§ **DATA ROWS**:
○ ○ ○ ○ ○ ○ ○

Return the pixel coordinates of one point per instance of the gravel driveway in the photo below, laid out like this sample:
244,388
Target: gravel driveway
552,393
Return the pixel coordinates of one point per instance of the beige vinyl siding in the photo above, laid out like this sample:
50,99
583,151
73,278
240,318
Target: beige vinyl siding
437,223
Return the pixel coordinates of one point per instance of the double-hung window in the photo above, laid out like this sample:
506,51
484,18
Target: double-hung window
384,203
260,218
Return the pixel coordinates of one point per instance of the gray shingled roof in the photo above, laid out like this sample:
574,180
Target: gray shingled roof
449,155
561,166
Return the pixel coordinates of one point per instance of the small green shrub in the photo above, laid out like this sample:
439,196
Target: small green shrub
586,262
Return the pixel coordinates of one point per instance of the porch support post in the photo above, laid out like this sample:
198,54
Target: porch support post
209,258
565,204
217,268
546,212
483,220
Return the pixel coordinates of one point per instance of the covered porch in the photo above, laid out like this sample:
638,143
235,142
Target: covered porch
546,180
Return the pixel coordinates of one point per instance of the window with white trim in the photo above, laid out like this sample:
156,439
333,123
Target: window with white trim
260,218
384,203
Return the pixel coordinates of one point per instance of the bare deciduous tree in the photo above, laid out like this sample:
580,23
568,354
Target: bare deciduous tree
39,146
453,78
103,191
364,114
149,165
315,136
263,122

○ ○ ○ ○ ○ ○ ○

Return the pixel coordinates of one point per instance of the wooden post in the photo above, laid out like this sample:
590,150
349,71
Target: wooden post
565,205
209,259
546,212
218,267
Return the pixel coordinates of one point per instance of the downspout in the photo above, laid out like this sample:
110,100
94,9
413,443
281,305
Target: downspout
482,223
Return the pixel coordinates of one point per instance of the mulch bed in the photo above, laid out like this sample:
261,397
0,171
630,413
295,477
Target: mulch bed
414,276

○ ○ ○ ○ ○ ○ ○

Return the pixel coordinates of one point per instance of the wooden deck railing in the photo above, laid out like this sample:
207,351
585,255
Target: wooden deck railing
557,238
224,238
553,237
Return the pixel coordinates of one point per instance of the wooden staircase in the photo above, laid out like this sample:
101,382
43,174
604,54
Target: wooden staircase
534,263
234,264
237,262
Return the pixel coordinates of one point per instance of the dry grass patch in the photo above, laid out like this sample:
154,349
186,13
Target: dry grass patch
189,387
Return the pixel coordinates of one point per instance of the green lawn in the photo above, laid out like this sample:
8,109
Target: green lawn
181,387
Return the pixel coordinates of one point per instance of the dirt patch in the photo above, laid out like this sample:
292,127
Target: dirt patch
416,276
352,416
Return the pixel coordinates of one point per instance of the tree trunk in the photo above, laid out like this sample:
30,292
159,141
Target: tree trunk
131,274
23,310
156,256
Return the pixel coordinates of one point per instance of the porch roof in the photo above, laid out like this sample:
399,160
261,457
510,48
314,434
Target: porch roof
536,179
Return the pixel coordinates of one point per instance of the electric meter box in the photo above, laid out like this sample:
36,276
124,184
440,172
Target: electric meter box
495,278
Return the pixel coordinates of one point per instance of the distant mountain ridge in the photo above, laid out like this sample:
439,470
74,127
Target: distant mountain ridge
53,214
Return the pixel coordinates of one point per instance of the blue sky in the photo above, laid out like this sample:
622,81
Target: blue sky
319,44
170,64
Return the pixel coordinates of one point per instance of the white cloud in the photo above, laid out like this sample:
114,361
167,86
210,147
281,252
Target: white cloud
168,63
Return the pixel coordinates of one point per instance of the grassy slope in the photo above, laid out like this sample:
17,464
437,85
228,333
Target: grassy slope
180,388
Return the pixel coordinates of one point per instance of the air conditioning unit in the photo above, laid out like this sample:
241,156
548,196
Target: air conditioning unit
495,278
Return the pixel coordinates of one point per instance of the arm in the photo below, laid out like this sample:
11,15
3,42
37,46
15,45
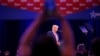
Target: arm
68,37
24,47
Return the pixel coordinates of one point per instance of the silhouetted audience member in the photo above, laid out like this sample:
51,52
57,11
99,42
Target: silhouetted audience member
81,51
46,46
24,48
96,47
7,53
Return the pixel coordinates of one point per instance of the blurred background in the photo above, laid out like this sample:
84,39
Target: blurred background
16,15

○ ○ ○ ○ ○ ○ ○

§ **PROBLEM STATEMENT**: Please count how many lines of the data above contain the word "cloud", and reply with only that number.

§ **RESPONSE TO THE TASK**: 2